• _ZU ERLEDIGEN_:
A – Schreibe aus dem Forenbeitrag über den Teichfilter alles von „Das vorweg...“ bis hinunter zu „noch recht neu.“ wortgetreu ab.
B – Wie tief soll die Regentonne laut dem Forenbeitrag über den Teichfilter in den Boden eingebaut werden?

• _TEXTAUSZUG_:
┌──
# Totaler Anfänger braucht schnell Hilfe ;-)



## Teichforum.info (27. Juli 2004)

Hallo zusammen !

Bin neu hier und daher auch gleich meine erste Frage die ich leider mit Hilfe der Suchfunktion in diesem Forum nicht selber beantworten konnte...

Ich bin gerade dabei einen Teichfilter für den Teich meiner Eltern zu bauen. Habe da auch eine recht gute Anleitung im Netz gefunden. Vorher war kein Filter bzw. so eine 99Euro Baumarkts-Filterattrape drin...Die ist raus und ich will versuchen mit den 99 Euro zumindestens den neuen Filter größtenteils zu bauen.
Bei dem Teich handelt es sich um einen ca.15000ltr.fassenden Teich in dem zur Zeit ca.15-20 Goldfische (nicht sonderlich groß) leben. Mehr werden es auch nicht werden !
Das vorweg...

Der Filter soll wie folgt aussehen :
Eine 500ltr-Regentonne mit drei verschiedenen Filtermaterialien innen. Es handelt sich dabei also nicht, wie hier öfters beschrieben, um eine Reihenschaltung mehrerer Tonnen.
Diese eine Tonne soll ca.80cm in den Boden eingebaut werden. Schlamabscheider (unten) lasse ich weg. Die Tonne guckt also ca. 30cm aus der Erde. Dort soll das Teichwasser rein (Schlauch von der Pumpe) und etwas weiter unten wieder raus (in den Teich zurück nachdem es von unten durchs Filtermaterial gestiegen ist).

Meine Frage wäre nun nur wie groß die Pumpe (Schmutzwasserpumpe ?) dimensioniert sein muß. Der Teich ist rel.neu angelegt (ca.2 Monate), vorher war er ziemlich verdreckt gewesen...Das Wasser ist also noch recht neu.
Die Pumpe möchte ich nicht sonderlich groß dimensionieren da die Förderhöhe nicht sonderlich groß ist und auch wenig Fische (oder ?) drin sind. Es geht hauptsächlich um die Sauberhaltung des Teichs.
└──
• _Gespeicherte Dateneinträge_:
┌──
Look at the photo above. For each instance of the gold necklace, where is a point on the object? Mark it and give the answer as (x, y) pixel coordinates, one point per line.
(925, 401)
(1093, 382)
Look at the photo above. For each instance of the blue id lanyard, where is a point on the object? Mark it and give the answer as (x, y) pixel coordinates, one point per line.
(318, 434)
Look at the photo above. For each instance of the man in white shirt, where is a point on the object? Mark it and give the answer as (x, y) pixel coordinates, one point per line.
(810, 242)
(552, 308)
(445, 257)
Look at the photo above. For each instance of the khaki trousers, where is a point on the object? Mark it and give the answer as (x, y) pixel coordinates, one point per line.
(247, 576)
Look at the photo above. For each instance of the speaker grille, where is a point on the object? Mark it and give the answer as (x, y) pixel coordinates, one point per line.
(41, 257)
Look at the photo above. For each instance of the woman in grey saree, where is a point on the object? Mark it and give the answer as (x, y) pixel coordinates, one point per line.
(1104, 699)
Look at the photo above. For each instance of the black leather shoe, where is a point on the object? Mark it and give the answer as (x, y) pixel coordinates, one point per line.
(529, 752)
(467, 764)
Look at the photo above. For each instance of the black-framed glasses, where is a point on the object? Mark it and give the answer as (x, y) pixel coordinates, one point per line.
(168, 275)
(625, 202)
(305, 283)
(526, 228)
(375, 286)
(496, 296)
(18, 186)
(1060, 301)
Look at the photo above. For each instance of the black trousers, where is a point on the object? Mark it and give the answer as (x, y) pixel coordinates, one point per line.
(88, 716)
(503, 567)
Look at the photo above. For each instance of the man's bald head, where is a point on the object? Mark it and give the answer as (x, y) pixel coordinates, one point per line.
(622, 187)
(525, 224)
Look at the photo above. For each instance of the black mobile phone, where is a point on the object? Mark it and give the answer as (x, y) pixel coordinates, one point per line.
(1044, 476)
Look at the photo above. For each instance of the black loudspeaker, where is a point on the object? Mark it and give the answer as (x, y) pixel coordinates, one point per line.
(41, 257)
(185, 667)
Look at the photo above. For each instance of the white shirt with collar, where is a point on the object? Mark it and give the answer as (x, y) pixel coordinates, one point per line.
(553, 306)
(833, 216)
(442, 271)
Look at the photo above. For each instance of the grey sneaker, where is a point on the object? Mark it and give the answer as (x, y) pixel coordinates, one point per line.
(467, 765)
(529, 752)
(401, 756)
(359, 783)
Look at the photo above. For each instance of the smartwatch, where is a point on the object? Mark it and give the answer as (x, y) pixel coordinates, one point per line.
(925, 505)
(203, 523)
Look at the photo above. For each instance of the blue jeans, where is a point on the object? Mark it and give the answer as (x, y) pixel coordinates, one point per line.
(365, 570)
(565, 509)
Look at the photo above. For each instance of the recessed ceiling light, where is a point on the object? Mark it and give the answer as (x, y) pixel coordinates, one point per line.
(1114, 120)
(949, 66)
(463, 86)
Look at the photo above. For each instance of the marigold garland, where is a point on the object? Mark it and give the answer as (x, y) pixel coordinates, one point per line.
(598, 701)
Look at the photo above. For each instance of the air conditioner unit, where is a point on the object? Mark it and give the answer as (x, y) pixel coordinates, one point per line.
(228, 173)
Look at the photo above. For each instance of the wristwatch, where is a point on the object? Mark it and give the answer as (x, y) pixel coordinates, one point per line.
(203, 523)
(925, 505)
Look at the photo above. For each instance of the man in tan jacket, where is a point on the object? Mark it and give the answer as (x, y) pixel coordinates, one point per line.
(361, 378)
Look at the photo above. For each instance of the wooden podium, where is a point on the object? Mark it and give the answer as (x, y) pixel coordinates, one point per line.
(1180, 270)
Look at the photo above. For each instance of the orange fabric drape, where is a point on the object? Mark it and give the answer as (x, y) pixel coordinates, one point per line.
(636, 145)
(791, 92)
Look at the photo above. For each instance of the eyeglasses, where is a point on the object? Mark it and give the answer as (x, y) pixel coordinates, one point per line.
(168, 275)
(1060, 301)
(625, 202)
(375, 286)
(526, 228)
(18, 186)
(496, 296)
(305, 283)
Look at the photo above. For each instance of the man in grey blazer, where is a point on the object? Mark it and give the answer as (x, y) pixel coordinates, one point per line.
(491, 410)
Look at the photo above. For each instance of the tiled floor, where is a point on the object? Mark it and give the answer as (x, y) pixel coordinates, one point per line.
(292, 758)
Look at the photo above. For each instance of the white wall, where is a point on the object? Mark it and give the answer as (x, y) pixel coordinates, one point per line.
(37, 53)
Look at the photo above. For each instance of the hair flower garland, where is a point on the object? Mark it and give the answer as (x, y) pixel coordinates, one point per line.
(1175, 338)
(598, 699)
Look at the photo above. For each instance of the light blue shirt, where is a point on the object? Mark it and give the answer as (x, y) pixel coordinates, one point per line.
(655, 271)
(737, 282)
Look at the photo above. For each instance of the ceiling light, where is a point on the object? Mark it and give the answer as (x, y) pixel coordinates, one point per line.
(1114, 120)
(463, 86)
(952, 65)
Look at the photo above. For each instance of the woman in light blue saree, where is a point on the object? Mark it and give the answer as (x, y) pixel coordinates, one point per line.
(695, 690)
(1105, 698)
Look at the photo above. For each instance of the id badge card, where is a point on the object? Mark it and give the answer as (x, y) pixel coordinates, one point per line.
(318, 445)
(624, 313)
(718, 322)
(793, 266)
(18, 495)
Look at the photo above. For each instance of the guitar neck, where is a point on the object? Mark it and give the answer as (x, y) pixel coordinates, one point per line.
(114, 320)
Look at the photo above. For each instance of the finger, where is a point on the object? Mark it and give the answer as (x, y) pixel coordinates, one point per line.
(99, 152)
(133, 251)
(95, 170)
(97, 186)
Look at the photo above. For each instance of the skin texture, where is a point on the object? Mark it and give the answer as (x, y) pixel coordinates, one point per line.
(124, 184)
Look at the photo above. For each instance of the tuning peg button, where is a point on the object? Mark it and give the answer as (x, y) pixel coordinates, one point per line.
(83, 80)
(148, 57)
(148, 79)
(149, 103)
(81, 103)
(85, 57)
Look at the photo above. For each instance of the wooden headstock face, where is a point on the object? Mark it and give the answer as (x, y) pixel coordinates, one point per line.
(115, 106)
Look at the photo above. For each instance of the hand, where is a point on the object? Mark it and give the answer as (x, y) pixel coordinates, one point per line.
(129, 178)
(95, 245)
└──
• _LÖSUNGEN_:
A –
Das vorweg...

Der Filter soll wie folgt aussehen :
Eine 500ltr-Regentonne mit drei verschiedenen Filtermaterialien innen. Es handelt sich dabei also nicht, wie hier öfters beschrieben, um eine Reihenschaltung mehrerer Tonnen.
Diese eine Tonne soll ca.80cm in den Boden eingebaut werden. Schlamabscheider (unten) lasse ich weg. Die Tonne guckt also ca. 30cm aus der Erde. Dort soll das Teichwasser rein (Schlauch von der Pumpe) und etwas weiter unten wieder raus (in den Teich zurück nachdem es von unten durchs Filtermaterial gestiegen ist).

Meine Frage wäre nun nur wie groß die Pumpe (Schmutzwasserpumpe ?) dimensioniert sein muß. Der Teich ist rel.neu angelegt (ca.2 Monate), vorher war er ziemlich verdreckt gewesen...Das Wasser ist also noch recht neu.

B – Die Tonne soll etwa 80 cm tief in den Boden eingebaut werden.